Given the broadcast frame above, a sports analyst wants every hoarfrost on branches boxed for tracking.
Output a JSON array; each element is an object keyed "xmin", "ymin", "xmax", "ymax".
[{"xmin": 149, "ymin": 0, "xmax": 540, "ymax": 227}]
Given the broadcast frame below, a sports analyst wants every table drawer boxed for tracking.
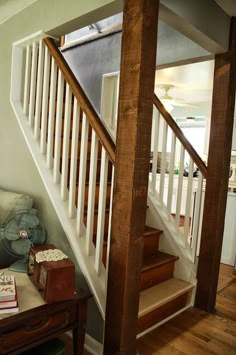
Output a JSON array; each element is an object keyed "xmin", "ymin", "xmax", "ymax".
[{"xmin": 0, "ymin": 304, "xmax": 78, "ymax": 354}]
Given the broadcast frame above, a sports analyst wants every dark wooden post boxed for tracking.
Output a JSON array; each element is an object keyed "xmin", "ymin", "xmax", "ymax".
[
  {"xmin": 195, "ymin": 18, "xmax": 236, "ymax": 312},
  {"xmin": 104, "ymin": 0, "xmax": 159, "ymax": 355}
]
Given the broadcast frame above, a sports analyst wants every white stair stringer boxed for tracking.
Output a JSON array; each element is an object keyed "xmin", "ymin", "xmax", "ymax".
[{"xmin": 11, "ymin": 101, "xmax": 106, "ymax": 318}]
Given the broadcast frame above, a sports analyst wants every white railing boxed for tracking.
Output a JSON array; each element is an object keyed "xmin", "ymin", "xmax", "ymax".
[
  {"xmin": 149, "ymin": 105, "xmax": 204, "ymax": 262},
  {"xmin": 11, "ymin": 33, "xmax": 114, "ymax": 315}
]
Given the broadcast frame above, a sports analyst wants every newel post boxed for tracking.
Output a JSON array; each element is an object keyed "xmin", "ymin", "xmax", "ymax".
[
  {"xmin": 104, "ymin": 0, "xmax": 159, "ymax": 355},
  {"xmin": 195, "ymin": 18, "xmax": 236, "ymax": 312}
]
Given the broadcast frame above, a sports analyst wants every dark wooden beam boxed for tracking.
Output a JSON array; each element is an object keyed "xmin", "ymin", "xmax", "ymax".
[
  {"xmin": 195, "ymin": 18, "xmax": 236, "ymax": 312},
  {"xmin": 104, "ymin": 0, "xmax": 159, "ymax": 355}
]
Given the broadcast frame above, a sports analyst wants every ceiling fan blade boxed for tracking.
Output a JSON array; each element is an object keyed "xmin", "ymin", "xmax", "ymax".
[{"xmin": 161, "ymin": 99, "xmax": 198, "ymax": 108}]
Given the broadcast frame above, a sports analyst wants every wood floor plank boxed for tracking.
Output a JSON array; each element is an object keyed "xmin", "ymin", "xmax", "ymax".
[{"xmin": 59, "ymin": 265, "xmax": 236, "ymax": 355}]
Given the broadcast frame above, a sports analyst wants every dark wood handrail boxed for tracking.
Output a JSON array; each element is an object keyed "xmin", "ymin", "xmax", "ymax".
[
  {"xmin": 153, "ymin": 94, "xmax": 207, "ymax": 178},
  {"xmin": 44, "ymin": 37, "xmax": 115, "ymax": 163}
]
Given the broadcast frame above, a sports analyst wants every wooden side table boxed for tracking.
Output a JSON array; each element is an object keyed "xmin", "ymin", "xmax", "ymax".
[{"xmin": 0, "ymin": 269, "xmax": 91, "ymax": 355}]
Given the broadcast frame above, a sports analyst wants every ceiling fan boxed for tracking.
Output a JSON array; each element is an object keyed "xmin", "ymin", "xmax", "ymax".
[{"xmin": 158, "ymin": 84, "xmax": 196, "ymax": 110}]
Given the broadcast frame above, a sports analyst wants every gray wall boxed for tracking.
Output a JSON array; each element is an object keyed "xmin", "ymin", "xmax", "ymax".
[
  {"xmin": 63, "ymin": 33, "xmax": 121, "ymax": 113},
  {"xmin": 0, "ymin": 0, "xmax": 122, "ymax": 339},
  {"xmin": 62, "ymin": 21, "xmax": 209, "ymax": 113}
]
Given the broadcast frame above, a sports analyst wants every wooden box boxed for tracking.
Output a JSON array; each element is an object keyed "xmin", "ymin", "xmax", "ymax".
[{"xmin": 28, "ymin": 244, "xmax": 75, "ymax": 303}]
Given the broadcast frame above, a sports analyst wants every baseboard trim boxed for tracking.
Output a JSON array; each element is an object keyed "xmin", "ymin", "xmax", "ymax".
[{"xmin": 137, "ymin": 304, "xmax": 192, "ymax": 339}]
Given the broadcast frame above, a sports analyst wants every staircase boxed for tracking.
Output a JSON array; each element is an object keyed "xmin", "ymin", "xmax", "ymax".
[{"xmin": 11, "ymin": 32, "xmax": 204, "ymax": 342}]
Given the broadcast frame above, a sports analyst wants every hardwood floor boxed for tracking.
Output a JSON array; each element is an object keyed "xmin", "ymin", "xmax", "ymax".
[
  {"xmin": 137, "ymin": 265, "xmax": 236, "ymax": 355},
  {"xmin": 61, "ymin": 265, "xmax": 236, "ymax": 355}
]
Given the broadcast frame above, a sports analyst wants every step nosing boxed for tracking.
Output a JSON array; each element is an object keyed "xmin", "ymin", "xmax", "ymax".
[
  {"xmin": 138, "ymin": 278, "xmax": 194, "ymax": 318},
  {"xmin": 142, "ymin": 256, "xmax": 178, "ymax": 271}
]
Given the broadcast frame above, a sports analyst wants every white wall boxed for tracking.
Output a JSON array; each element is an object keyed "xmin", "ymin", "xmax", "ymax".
[{"xmin": 0, "ymin": 0, "xmax": 121, "ymax": 338}]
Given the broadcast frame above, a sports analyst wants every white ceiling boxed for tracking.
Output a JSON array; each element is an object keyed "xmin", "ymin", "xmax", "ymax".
[
  {"xmin": 155, "ymin": 60, "xmax": 214, "ymax": 103},
  {"xmin": 0, "ymin": 0, "xmax": 37, "ymax": 24}
]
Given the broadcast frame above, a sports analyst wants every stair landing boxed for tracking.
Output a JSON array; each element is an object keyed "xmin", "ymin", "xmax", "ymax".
[{"xmin": 138, "ymin": 277, "xmax": 194, "ymax": 333}]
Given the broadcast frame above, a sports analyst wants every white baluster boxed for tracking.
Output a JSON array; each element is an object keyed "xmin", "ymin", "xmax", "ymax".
[
  {"xmin": 61, "ymin": 83, "xmax": 72, "ymax": 201},
  {"xmin": 167, "ymin": 132, "xmax": 176, "ymax": 213},
  {"xmin": 95, "ymin": 148, "xmax": 108, "ymax": 275},
  {"xmin": 152, "ymin": 107, "xmax": 160, "ymax": 194},
  {"xmin": 23, "ymin": 45, "xmax": 32, "ymax": 116},
  {"xmin": 29, "ymin": 42, "xmax": 38, "ymax": 128},
  {"xmin": 77, "ymin": 113, "xmax": 89, "ymax": 234},
  {"xmin": 175, "ymin": 144, "xmax": 184, "ymax": 226},
  {"xmin": 53, "ymin": 70, "xmax": 64, "ymax": 184},
  {"xmin": 159, "ymin": 120, "xmax": 168, "ymax": 203},
  {"xmin": 34, "ymin": 40, "xmax": 44, "ymax": 140},
  {"xmin": 184, "ymin": 158, "xmax": 193, "ymax": 243},
  {"xmin": 86, "ymin": 130, "xmax": 98, "ymax": 255},
  {"xmin": 47, "ymin": 57, "xmax": 57, "ymax": 169},
  {"xmin": 69, "ymin": 97, "xmax": 80, "ymax": 218},
  {"xmin": 40, "ymin": 47, "xmax": 50, "ymax": 154},
  {"xmin": 191, "ymin": 172, "xmax": 203, "ymax": 261}
]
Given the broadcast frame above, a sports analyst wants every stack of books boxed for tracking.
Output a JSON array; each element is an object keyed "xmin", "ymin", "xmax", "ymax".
[{"xmin": 0, "ymin": 275, "xmax": 19, "ymax": 314}]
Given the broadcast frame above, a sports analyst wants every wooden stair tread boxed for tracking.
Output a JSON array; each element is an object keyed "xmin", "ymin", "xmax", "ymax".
[
  {"xmin": 142, "ymin": 250, "xmax": 178, "ymax": 271},
  {"xmin": 138, "ymin": 278, "xmax": 194, "ymax": 317}
]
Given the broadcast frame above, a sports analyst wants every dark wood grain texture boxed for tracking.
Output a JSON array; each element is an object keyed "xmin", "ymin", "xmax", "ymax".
[
  {"xmin": 44, "ymin": 37, "xmax": 115, "ymax": 162},
  {"xmin": 104, "ymin": 0, "xmax": 159, "ymax": 355},
  {"xmin": 195, "ymin": 19, "xmax": 236, "ymax": 312}
]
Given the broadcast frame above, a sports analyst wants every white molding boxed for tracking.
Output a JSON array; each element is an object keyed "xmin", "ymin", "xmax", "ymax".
[
  {"xmin": 13, "ymin": 30, "xmax": 59, "ymax": 47},
  {"xmin": 137, "ymin": 303, "xmax": 192, "ymax": 339}
]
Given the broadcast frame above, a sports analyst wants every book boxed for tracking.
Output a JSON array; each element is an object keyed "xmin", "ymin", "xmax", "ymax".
[
  {"xmin": 0, "ymin": 289, "xmax": 18, "ymax": 309},
  {"xmin": 0, "ymin": 275, "xmax": 16, "ymax": 301},
  {"xmin": 0, "ymin": 304, "xmax": 19, "ymax": 314}
]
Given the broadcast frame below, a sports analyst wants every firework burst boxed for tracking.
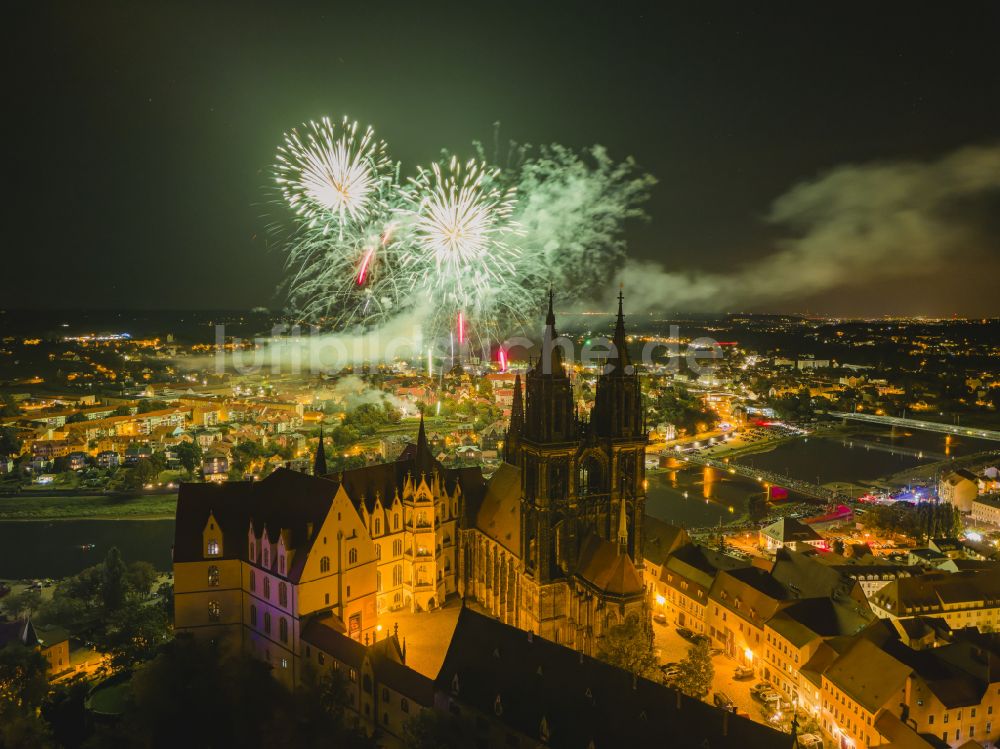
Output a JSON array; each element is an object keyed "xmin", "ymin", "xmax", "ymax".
[
  {"xmin": 275, "ymin": 117, "xmax": 394, "ymax": 237},
  {"xmin": 399, "ymin": 158, "xmax": 526, "ymax": 342},
  {"xmin": 275, "ymin": 118, "xmax": 651, "ymax": 352}
]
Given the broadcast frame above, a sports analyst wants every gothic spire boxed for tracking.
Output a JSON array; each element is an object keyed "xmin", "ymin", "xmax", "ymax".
[
  {"xmin": 414, "ymin": 411, "xmax": 434, "ymax": 473},
  {"xmin": 618, "ymin": 494, "xmax": 628, "ymax": 554},
  {"xmin": 503, "ymin": 373, "xmax": 524, "ymax": 465},
  {"xmin": 510, "ymin": 372, "xmax": 524, "ymax": 433},
  {"xmin": 313, "ymin": 427, "xmax": 327, "ymax": 476},
  {"xmin": 545, "ymin": 284, "xmax": 556, "ymax": 339},
  {"xmin": 614, "ymin": 289, "xmax": 630, "ymax": 373}
]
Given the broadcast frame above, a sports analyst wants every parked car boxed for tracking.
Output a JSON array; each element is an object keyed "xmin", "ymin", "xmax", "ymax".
[
  {"xmin": 660, "ymin": 663, "xmax": 681, "ymax": 680},
  {"xmin": 712, "ymin": 692, "xmax": 736, "ymax": 712}
]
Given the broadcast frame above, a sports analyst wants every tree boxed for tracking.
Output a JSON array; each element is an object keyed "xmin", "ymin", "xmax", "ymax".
[
  {"xmin": 0, "ymin": 427, "xmax": 21, "ymax": 455},
  {"xmin": 122, "ymin": 458, "xmax": 159, "ymax": 491},
  {"xmin": 597, "ymin": 614, "xmax": 658, "ymax": 679},
  {"xmin": 3, "ymin": 590, "xmax": 42, "ymax": 619},
  {"xmin": 676, "ymin": 639, "xmax": 715, "ymax": 699},
  {"xmin": 747, "ymin": 494, "xmax": 767, "ymax": 520},
  {"xmin": 0, "ymin": 642, "xmax": 51, "ymax": 747},
  {"xmin": 96, "ymin": 599, "xmax": 170, "ymax": 671},
  {"xmin": 0, "ymin": 395, "xmax": 21, "ymax": 418},
  {"xmin": 101, "ymin": 546, "xmax": 128, "ymax": 612},
  {"xmin": 176, "ymin": 442, "xmax": 202, "ymax": 474},
  {"xmin": 126, "ymin": 560, "xmax": 160, "ymax": 598},
  {"xmin": 136, "ymin": 400, "xmax": 170, "ymax": 414}
]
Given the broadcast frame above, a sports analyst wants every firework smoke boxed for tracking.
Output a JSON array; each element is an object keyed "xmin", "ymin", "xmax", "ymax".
[{"xmin": 275, "ymin": 119, "xmax": 655, "ymax": 352}]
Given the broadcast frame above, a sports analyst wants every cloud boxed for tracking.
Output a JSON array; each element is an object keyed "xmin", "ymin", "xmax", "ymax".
[{"xmin": 620, "ymin": 145, "xmax": 1000, "ymax": 311}]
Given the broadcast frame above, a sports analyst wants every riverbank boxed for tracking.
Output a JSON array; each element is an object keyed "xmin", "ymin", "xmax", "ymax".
[{"xmin": 0, "ymin": 494, "xmax": 177, "ymax": 521}]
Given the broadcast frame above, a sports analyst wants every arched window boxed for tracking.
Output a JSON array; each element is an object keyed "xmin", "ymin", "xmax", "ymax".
[{"xmin": 577, "ymin": 455, "xmax": 604, "ymax": 494}]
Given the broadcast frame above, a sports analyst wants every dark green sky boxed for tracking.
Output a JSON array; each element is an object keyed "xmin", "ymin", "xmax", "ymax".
[{"xmin": 7, "ymin": 1, "xmax": 1000, "ymax": 314}]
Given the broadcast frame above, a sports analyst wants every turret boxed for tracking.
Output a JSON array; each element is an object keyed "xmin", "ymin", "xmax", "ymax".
[{"xmin": 313, "ymin": 427, "xmax": 327, "ymax": 476}]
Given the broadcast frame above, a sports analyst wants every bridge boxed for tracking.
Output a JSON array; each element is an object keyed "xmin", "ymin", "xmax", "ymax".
[
  {"xmin": 826, "ymin": 411, "xmax": 1000, "ymax": 442},
  {"xmin": 671, "ymin": 455, "xmax": 851, "ymax": 503}
]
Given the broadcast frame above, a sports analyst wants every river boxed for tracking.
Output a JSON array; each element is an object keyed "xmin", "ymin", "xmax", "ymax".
[
  {"xmin": 0, "ymin": 520, "xmax": 174, "ymax": 580},
  {"xmin": 0, "ymin": 430, "xmax": 1000, "ymax": 579}
]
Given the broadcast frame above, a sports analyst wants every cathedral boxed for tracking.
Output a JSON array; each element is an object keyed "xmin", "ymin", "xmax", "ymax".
[
  {"xmin": 459, "ymin": 293, "xmax": 647, "ymax": 654},
  {"xmin": 173, "ymin": 294, "xmax": 648, "ymax": 672}
]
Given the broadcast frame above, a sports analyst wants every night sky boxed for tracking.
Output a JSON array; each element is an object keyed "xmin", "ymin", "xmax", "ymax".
[{"xmin": 7, "ymin": 0, "xmax": 1000, "ymax": 315}]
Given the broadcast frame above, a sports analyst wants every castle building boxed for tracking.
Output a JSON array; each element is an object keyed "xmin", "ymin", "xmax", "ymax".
[
  {"xmin": 460, "ymin": 293, "xmax": 648, "ymax": 654},
  {"xmin": 174, "ymin": 421, "xmax": 483, "ymax": 683},
  {"xmin": 174, "ymin": 296, "xmax": 649, "ymax": 684}
]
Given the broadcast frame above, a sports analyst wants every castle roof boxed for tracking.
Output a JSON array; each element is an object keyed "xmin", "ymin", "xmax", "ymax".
[
  {"xmin": 435, "ymin": 608, "xmax": 792, "ymax": 749},
  {"xmin": 475, "ymin": 463, "xmax": 521, "ymax": 554},
  {"xmin": 576, "ymin": 534, "xmax": 644, "ymax": 596}
]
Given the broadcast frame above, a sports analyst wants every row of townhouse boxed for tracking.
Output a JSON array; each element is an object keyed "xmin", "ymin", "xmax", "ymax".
[
  {"xmin": 871, "ymin": 564, "xmax": 1000, "ymax": 631},
  {"xmin": 821, "ymin": 620, "xmax": 1000, "ymax": 749}
]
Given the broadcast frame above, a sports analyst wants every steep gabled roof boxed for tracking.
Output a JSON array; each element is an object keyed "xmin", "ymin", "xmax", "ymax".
[
  {"xmin": 576, "ymin": 534, "xmax": 643, "ymax": 596},
  {"xmin": 475, "ymin": 463, "xmax": 521, "ymax": 554}
]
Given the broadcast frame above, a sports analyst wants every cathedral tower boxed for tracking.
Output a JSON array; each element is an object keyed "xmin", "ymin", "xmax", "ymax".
[{"xmin": 590, "ymin": 292, "xmax": 648, "ymax": 568}]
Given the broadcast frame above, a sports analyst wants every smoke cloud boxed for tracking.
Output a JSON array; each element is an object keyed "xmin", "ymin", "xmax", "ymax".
[{"xmin": 620, "ymin": 145, "xmax": 1000, "ymax": 311}]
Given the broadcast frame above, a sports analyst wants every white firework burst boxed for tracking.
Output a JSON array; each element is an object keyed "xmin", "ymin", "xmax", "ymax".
[{"xmin": 275, "ymin": 117, "xmax": 394, "ymax": 235}]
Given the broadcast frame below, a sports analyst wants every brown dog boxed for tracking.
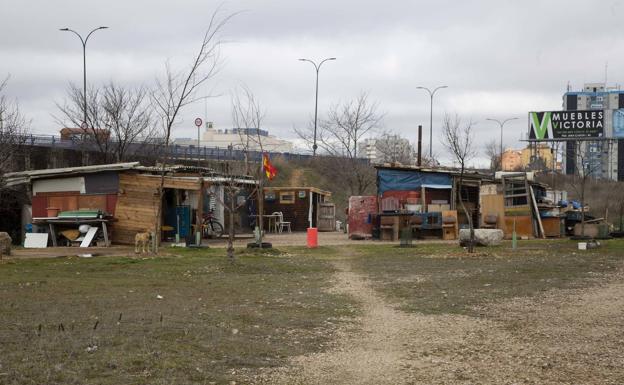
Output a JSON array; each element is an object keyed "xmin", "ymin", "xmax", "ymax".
[{"xmin": 134, "ymin": 232, "xmax": 152, "ymax": 254}]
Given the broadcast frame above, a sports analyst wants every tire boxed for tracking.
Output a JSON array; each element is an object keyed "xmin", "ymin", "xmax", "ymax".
[{"xmin": 209, "ymin": 221, "xmax": 223, "ymax": 238}]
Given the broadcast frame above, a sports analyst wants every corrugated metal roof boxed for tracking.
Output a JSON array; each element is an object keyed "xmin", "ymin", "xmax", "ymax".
[
  {"xmin": 4, "ymin": 162, "xmax": 140, "ymax": 187},
  {"xmin": 4, "ymin": 162, "xmax": 258, "ymax": 187}
]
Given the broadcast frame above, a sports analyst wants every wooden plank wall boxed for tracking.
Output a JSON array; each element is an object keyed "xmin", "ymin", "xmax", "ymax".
[
  {"xmin": 112, "ymin": 174, "xmax": 160, "ymax": 244},
  {"xmin": 264, "ymin": 189, "xmax": 317, "ymax": 231}
]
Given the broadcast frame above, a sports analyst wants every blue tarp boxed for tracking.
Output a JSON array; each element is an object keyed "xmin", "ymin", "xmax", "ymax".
[{"xmin": 377, "ymin": 169, "xmax": 452, "ymax": 194}]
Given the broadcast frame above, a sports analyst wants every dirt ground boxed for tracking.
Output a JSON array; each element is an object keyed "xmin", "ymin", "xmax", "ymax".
[
  {"xmin": 4, "ymin": 231, "xmax": 454, "ymax": 258},
  {"xmin": 6, "ymin": 240, "xmax": 624, "ymax": 385},
  {"xmin": 258, "ymin": 252, "xmax": 624, "ymax": 385}
]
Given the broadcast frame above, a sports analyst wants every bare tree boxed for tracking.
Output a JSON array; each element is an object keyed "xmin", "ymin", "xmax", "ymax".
[
  {"xmin": 295, "ymin": 92, "xmax": 383, "ymax": 195},
  {"xmin": 151, "ymin": 9, "xmax": 235, "ymax": 252},
  {"xmin": 375, "ymin": 132, "xmax": 416, "ymax": 165},
  {"xmin": 442, "ymin": 114, "xmax": 476, "ymax": 253},
  {"xmin": 485, "ymin": 139, "xmax": 503, "ymax": 172},
  {"xmin": 566, "ymin": 141, "xmax": 602, "ymax": 237},
  {"xmin": 231, "ymin": 85, "xmax": 265, "ymax": 175},
  {"xmin": 0, "ymin": 76, "xmax": 29, "ymax": 188},
  {"xmin": 225, "ymin": 85, "xmax": 265, "ymax": 261},
  {"xmin": 56, "ymin": 82, "xmax": 160, "ymax": 163}
]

WHAT YOU SHOULD DO: Beginning at the line that holds "tarp boxed for tracking.", write out word for word each line through the end of the records.

SOLUTION FOR THIS EXERCISE:
Given the broadcast frame above, a sports analyst wants every blue tarp boxed for tracking.
Output a JSON array; each element is an object keyed "xmin", "ymin", "xmax", "ymax".
[{"xmin": 377, "ymin": 169, "xmax": 452, "ymax": 194}]
Given the broadcast frame above, a sports analyst wants every dirt ground boxed for tracking.
Output a JSON array; each element is an object keyed "xmin", "ymin", "xmax", "ymax".
[
  {"xmin": 4, "ymin": 231, "xmax": 454, "ymax": 258},
  {"xmin": 6, "ymin": 240, "xmax": 624, "ymax": 385},
  {"xmin": 258, "ymin": 252, "xmax": 624, "ymax": 385}
]
Given the broadcast frame above, a sports analyst wants every bare tree boxed for tracking.
Output a JSON array; each element is an object keyed "xmin", "ymin", "xmax", "ymax".
[
  {"xmin": 295, "ymin": 92, "xmax": 383, "ymax": 195},
  {"xmin": 151, "ymin": 9, "xmax": 235, "ymax": 252},
  {"xmin": 375, "ymin": 132, "xmax": 416, "ymax": 165},
  {"xmin": 442, "ymin": 114, "xmax": 476, "ymax": 253},
  {"xmin": 485, "ymin": 139, "xmax": 503, "ymax": 172},
  {"xmin": 566, "ymin": 141, "xmax": 602, "ymax": 237},
  {"xmin": 231, "ymin": 85, "xmax": 265, "ymax": 175},
  {"xmin": 0, "ymin": 76, "xmax": 29, "ymax": 188},
  {"xmin": 225, "ymin": 85, "xmax": 265, "ymax": 261},
  {"xmin": 56, "ymin": 82, "xmax": 160, "ymax": 163}
]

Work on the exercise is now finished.